══ Records provided

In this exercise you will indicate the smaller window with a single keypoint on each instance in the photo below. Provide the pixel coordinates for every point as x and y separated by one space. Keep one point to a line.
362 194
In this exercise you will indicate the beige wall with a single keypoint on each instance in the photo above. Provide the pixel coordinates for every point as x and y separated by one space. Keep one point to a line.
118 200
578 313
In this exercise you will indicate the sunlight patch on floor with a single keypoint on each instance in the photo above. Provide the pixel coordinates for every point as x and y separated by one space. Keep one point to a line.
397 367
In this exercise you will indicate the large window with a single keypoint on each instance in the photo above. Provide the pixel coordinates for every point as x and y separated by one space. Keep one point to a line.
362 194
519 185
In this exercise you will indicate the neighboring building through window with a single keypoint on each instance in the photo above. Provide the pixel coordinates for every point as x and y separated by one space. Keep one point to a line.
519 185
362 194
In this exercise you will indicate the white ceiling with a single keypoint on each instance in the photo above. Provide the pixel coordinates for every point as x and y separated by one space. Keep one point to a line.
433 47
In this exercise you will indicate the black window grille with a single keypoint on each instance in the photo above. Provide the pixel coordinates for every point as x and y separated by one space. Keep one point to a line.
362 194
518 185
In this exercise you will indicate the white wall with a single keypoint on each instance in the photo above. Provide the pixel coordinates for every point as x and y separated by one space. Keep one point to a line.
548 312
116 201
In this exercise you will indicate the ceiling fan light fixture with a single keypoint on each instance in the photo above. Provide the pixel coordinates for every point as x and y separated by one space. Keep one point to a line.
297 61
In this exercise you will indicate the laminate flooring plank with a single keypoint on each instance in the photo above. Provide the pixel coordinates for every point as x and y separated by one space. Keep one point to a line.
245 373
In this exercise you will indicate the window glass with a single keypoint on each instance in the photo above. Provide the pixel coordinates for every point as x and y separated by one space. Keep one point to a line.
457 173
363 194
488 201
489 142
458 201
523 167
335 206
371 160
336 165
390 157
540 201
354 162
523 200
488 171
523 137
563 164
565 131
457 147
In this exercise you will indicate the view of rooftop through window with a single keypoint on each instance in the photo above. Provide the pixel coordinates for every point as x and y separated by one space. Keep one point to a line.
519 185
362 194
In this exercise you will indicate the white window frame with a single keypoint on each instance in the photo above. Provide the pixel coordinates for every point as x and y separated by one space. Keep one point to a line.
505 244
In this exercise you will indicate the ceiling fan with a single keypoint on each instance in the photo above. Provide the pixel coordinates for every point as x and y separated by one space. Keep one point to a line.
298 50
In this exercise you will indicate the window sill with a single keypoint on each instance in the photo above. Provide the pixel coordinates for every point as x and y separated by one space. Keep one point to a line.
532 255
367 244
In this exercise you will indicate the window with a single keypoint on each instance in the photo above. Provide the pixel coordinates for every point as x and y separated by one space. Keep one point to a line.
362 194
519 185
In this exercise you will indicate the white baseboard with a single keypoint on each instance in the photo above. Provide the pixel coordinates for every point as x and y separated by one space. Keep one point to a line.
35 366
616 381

════

Write out the data above again, word for word.

In this exercise you will indicate the smaller window with a single keypoint on each instance in the photo below. Provide the pixel coordinates for every point as x and y separated by one space. Keep one point to a line.
362 194
In this exercise you will indicate the beige wall with a single keypoint on each instance in the photo above. Provide the pixel coordinates for every point as x and y separated by one space. Keep one point to a line.
118 200
578 313
In this exercise you will indicate the sunlight patch on floor with a single keypoint on each instance in the photo above. Provide the pixel coordinates for every point as x and y separated by one space. Keep one point to a line.
397 367
In this exercise you will indicate the large window with a single keypoint on each instance in the photo above. Provide the pixel coordinates for every point as x and y separated by one space. Keep one point to a line.
362 194
519 185
In this exercise you will indicate the neighboring building through window with a single keypoint on each instance in the photo above. Provide the pixel coordinates for every point as x and y separated by one space. Keep one point to a line.
519 185
362 194
In this exercise you will indicate the white ceiling with a single keypoint on each instance in the photo above. Provide the pixel coordinates for every point as x and y separated by one space. Keep one point to a line.
433 47
In this exercise you will indicate the black window grille with a single keypoint on each instance in the photo above. Provide the pixel coordinates for every point as x and y separated by one space. Keep one point to a line.
362 194
518 185
In this exercise you will indicate the white wall with a single keypoint on each instance in the photo above. Provide the pixel coordinates for every point as x and y separated by one space. Keep one point to a line.
548 312
116 201
In this exercise you will indicate the ceiling fan light fixture with a single keypoint on each instance in the photo above. Provide the pixel coordinates for every point as x and y separated by one space. Keep one point to a line.
297 61
In this exercise you will indicate the laminate flooring plank with a single keypoint on each instance in the photo above. Provide the pixel coordinates for every point as x and y separated by one space. Keep one point to a line.
245 373
In this exercise you will indicate the window glass with a single keypoint on each instance in the photo above. Provide the pixel coordinates for every point as x and y separated by one space. Keep one point to a line.
457 173
363 194
488 201
489 142
458 201
523 167
335 206
371 160
336 165
390 157
540 201
354 162
523 200
488 171
523 137
563 164
565 131
457 147
In this exercise you will indicate the view of rooftop through window with a single keypoint on each instance in the photo above. Provide the pixel coordinates for every point as x and y separated by one space. Keep one point to a line.
519 185
362 194
In this exercise you will indicate the white window frame with a single keypoint on each instance in the photo above. Provide the pixel coordinates for every point as x and y separated by one space. Keep one point to a line.
505 244
In this exercise you will indicate the ceiling fan with a single keypoint on each instance in the photo above. Provide the pixel coordinates for every point as x and y separated by one space. Keep one point to a line.
298 50
In this exercise you will indicate the window sill with a single keypoint on each instance in the photo above. Provide the pixel coordinates for every point as x and y separated by one space. Keep one point to a line.
532 255
367 244
In this exercise you will indicate the window with a single keypoint on each instance in the photo above. Provide the pixel coordinates for every point as x and y separated by one space. Keep one point to a line.
362 194
519 185
In this exercise you will indicate the white baseboard with a single keypoint on each instance in the photo above. Provide the pixel coordinates for every point as x and y separated by one space. Keep one point to a line.
35 366
616 381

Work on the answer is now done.